The Count Tilly, a titled Andalusian gentleman, of some talents, unbounded ambition, and no principle, had, on the first appearance of a general disposition to resist the French, employed himself in the organization of the intended revolt. His principal agents were men of low rank, highly endowed with the characteristic shrewdness, quickness, and loquacity of that class of Andalusians, and thereby admirably fitted to appear at the head of the populace. Tilly, however, either from the maxim that a successful revolution must be cemented with blood—a notion which the French Jacobins have too widely spread among us—or, what is more probable, from private motives of revenge, had made the death of the Count del Aguila an essential part of his plan.

That unfortunate man was a member of the town corporation of Seville, and as such he joined the established authorities in their endeavours to stop the popular ferment. But no sooner had the insurrection burst out, than both he and his colleagues made the most absolute surrender of themselves and their power into the hands of the people. This, however, was not enough to save the victim whom Tilly had doomed to fall. One of the inferior leaders of the populace, one Luque, an usher at a grammar-school, had engaged to procure the death of the Count del Aguila. Assisted by his armed associates, he dragged the unhappy man to the prison-room for noblemen, or Hidalgos, which stands over one of the gates of the town; and, deaf to his intreaties, the vile assassin had him shot on the spot. The corpse, bound to the arm chair, in which the Count expired, was exposed for that and the next day to the public. The ruffian who performed the atrocious deed, was instantly raised to the rank of lieutenant in the army. Tilly himself is one of the Junta; and so selfish and narrow are the views which prevail in that body, that, if the concentration of the now disjointed power of the provinces should happen, the members, it is said, will rid themselves of his presence, by sending a man they fear and detest, to take a share in the supreme authority of the kingdom.55

The effects of the revolutionary success on a people at large, like those of slight intoxication on the individual, call forth every good and bad quality in a state of exaggeration. To an acute but indifferent observer, Seville, as we found it on our return, would have been a most interesting study. He could not but admire the patriotic energy of the inhabitants, their unbounded devotion to the cause of their country, and the wonderful effort by which, in spite of their passive habits of submission, they had ventured to dare both the authority of their rulers, and the approaching bayonets of the French. He must, however, have looked with pity on the multiplied instances of ignorance and superstition which the extraordinary circumstances of the country had produced.

__Recorded information__
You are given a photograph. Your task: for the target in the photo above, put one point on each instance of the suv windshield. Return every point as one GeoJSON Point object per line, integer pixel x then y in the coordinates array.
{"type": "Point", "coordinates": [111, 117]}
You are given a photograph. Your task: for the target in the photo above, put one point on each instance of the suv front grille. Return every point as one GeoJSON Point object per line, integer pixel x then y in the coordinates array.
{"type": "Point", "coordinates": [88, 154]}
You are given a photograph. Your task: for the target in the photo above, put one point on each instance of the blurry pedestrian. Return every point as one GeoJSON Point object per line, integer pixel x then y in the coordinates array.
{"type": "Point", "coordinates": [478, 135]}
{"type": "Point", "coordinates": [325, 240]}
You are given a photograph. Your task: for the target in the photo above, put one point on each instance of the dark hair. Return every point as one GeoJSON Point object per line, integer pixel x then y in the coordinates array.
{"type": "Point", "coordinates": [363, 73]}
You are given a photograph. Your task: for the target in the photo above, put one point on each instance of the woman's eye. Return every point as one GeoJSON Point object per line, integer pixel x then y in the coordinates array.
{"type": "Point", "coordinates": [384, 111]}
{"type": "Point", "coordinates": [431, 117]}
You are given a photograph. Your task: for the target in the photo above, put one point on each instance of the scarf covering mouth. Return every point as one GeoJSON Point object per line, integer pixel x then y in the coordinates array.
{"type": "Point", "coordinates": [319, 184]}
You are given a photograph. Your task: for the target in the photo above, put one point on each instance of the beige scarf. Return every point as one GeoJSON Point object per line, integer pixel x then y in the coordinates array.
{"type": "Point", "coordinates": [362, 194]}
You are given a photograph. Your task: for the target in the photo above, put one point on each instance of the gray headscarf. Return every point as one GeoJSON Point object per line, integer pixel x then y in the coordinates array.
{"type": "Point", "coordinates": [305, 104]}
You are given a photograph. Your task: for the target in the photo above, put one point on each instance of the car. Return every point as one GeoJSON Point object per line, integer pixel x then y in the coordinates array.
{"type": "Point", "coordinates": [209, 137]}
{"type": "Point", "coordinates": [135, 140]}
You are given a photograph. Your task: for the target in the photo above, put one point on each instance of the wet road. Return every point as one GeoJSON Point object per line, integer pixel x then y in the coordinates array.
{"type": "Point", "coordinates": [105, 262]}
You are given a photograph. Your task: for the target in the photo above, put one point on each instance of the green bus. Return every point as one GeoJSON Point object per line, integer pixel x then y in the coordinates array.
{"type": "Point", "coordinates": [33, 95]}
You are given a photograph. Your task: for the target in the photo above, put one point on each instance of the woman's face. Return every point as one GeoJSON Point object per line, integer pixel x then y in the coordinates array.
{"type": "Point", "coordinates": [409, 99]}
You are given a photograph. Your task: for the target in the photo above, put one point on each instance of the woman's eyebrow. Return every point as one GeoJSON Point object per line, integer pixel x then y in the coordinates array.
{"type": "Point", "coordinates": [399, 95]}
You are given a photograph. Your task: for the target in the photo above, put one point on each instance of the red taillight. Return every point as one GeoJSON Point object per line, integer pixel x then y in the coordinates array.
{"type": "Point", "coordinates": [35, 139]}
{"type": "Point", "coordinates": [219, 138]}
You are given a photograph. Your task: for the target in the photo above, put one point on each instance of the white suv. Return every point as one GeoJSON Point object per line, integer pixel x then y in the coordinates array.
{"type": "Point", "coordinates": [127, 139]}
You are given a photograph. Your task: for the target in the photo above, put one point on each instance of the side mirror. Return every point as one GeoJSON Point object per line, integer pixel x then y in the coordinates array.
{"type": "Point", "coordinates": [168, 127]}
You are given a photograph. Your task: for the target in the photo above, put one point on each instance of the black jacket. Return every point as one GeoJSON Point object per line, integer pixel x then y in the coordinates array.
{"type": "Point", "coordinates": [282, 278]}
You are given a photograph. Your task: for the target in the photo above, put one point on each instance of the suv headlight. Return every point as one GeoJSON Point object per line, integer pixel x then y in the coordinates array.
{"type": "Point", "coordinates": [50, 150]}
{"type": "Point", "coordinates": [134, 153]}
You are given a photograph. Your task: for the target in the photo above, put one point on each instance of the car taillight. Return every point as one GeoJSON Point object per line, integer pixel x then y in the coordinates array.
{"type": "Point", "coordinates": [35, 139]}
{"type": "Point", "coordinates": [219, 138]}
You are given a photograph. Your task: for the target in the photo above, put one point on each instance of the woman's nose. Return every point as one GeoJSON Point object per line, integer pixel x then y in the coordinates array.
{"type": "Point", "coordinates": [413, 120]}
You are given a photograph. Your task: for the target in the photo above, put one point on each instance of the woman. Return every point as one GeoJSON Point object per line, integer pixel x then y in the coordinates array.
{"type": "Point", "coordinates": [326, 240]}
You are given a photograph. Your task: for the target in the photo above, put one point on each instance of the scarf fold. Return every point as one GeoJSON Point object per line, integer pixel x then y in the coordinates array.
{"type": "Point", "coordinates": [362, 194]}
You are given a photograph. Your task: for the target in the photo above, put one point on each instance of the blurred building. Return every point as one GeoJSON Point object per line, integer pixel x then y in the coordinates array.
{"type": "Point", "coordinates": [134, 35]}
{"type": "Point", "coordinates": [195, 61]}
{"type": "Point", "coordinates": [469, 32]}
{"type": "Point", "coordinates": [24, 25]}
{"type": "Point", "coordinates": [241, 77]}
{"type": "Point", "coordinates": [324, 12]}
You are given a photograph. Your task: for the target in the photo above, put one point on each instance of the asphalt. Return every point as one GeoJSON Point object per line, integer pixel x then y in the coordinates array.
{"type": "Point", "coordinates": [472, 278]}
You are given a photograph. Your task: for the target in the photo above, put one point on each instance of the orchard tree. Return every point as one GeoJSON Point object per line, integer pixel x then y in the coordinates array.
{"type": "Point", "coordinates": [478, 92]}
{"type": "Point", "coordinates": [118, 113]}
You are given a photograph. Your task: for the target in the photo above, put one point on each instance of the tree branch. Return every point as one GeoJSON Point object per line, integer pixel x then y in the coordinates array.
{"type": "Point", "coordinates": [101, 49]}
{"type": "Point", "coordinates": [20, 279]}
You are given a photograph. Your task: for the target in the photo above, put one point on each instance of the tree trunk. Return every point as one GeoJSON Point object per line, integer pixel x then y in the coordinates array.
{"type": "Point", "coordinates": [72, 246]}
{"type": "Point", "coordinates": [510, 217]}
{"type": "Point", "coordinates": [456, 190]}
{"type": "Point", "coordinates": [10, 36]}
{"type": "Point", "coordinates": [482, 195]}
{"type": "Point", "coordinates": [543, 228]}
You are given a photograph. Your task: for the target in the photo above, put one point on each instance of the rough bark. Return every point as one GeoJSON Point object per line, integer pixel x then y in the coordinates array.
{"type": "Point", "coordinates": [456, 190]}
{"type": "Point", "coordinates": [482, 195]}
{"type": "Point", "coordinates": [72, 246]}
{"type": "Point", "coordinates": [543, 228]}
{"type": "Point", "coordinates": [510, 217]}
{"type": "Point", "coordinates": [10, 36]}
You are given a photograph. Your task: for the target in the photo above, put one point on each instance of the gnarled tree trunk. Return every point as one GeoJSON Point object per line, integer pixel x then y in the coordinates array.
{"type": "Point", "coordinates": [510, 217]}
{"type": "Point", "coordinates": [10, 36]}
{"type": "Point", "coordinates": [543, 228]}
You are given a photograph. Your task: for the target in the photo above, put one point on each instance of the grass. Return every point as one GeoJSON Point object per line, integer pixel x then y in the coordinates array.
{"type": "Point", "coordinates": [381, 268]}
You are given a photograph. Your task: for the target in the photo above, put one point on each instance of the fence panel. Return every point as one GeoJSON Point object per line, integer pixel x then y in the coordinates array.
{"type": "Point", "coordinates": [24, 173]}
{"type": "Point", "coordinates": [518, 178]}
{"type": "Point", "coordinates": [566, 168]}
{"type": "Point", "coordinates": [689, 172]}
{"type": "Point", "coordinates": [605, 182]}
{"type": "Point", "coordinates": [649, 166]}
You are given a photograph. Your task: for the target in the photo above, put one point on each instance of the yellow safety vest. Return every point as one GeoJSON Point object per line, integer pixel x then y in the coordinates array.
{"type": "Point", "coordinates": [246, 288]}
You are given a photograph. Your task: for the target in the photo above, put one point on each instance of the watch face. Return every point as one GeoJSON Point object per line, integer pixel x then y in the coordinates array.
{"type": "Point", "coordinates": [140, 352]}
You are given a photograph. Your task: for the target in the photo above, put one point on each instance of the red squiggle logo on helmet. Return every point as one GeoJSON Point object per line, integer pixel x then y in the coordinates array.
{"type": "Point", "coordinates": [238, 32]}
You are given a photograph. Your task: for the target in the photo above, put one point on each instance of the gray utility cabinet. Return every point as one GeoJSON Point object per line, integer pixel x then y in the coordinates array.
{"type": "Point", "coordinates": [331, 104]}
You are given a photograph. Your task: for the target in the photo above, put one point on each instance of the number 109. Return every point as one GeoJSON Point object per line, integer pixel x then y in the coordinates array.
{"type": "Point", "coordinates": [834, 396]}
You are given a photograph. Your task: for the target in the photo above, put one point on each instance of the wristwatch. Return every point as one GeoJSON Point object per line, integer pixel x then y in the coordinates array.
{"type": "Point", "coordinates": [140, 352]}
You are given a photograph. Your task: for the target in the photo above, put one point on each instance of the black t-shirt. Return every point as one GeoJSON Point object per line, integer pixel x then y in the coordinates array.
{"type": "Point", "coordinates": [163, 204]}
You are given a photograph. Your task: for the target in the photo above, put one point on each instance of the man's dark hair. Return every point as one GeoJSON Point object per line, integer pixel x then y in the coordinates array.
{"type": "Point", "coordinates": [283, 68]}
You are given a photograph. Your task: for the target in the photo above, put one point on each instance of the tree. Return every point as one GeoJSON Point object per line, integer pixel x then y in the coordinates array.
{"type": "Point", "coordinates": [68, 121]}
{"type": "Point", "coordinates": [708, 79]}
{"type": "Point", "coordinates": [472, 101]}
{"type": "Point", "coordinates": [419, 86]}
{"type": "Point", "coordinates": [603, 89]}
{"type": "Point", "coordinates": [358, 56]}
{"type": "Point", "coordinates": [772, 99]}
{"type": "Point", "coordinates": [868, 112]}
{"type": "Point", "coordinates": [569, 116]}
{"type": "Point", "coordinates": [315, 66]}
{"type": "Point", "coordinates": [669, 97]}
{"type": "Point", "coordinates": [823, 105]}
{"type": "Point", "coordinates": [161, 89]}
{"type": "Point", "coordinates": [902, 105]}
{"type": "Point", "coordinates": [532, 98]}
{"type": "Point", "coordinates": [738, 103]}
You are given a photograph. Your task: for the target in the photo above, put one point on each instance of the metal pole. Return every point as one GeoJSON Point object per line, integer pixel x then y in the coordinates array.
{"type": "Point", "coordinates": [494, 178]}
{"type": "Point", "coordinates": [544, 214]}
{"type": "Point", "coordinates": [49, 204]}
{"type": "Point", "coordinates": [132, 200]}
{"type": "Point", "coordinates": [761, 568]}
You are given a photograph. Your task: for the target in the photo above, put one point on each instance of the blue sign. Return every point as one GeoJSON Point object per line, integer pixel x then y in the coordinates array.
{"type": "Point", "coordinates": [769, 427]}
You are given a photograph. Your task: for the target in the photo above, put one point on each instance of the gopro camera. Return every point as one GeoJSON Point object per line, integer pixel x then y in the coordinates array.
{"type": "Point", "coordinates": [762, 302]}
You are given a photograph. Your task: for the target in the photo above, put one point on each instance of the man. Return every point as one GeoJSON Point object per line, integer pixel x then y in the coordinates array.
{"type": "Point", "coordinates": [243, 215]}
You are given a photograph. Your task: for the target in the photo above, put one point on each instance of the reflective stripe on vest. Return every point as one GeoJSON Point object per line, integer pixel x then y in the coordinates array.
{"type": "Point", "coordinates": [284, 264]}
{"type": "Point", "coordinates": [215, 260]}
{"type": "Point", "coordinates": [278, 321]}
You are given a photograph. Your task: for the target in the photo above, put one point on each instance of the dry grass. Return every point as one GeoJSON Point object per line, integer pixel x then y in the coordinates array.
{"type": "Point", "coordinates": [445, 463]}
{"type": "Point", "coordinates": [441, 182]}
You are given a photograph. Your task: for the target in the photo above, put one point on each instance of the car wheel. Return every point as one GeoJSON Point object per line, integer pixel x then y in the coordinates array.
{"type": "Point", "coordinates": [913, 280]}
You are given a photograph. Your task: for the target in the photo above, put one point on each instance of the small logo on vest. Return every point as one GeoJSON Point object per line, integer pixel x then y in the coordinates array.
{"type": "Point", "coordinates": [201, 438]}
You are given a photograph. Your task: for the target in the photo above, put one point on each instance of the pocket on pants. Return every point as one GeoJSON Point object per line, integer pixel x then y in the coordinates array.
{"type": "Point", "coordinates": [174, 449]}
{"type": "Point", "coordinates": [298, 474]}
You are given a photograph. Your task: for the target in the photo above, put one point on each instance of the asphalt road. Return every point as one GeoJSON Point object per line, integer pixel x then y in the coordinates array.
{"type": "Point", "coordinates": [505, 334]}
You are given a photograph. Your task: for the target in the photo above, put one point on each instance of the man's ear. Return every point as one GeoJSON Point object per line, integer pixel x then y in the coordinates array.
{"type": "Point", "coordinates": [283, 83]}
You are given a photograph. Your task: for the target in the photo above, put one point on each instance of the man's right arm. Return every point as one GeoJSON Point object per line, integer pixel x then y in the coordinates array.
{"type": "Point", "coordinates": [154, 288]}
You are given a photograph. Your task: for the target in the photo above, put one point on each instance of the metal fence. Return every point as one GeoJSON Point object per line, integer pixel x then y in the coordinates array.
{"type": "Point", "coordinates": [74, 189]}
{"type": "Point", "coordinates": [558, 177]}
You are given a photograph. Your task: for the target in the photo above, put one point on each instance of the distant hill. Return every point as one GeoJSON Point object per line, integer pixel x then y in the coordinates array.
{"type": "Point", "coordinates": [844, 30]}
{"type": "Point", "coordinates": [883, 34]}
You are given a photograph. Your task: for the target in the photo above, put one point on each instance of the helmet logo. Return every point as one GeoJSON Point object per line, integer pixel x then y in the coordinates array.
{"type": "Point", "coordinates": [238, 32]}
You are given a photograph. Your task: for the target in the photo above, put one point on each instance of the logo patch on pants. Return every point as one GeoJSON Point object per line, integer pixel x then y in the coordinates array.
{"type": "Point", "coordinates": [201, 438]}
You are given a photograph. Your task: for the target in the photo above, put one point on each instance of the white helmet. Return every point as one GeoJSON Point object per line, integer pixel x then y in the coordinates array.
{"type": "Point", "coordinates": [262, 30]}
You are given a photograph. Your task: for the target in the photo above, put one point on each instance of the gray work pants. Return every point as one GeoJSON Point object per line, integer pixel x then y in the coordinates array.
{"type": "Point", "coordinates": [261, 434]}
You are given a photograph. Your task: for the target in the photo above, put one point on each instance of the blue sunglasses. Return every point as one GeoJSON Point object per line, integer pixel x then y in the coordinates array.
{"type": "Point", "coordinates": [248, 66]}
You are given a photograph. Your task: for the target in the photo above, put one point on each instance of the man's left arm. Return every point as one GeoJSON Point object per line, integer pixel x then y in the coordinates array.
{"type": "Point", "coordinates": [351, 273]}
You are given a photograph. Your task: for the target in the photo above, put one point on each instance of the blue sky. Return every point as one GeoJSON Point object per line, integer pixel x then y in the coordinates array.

__Work required__
Answer these questions about the passage on the Seville uprising above:
1. What position did Luque hold at a grammar school?
2. To what army rank was the man who carried out the killing raised?
3. To what does the passage compare the effects of revolutionary success on a people at large?

__Task response__
1. He was an usher at a grammar school.
2. He was made a lieutenant in the army.
3. To the effects of slight intoxication on the individual.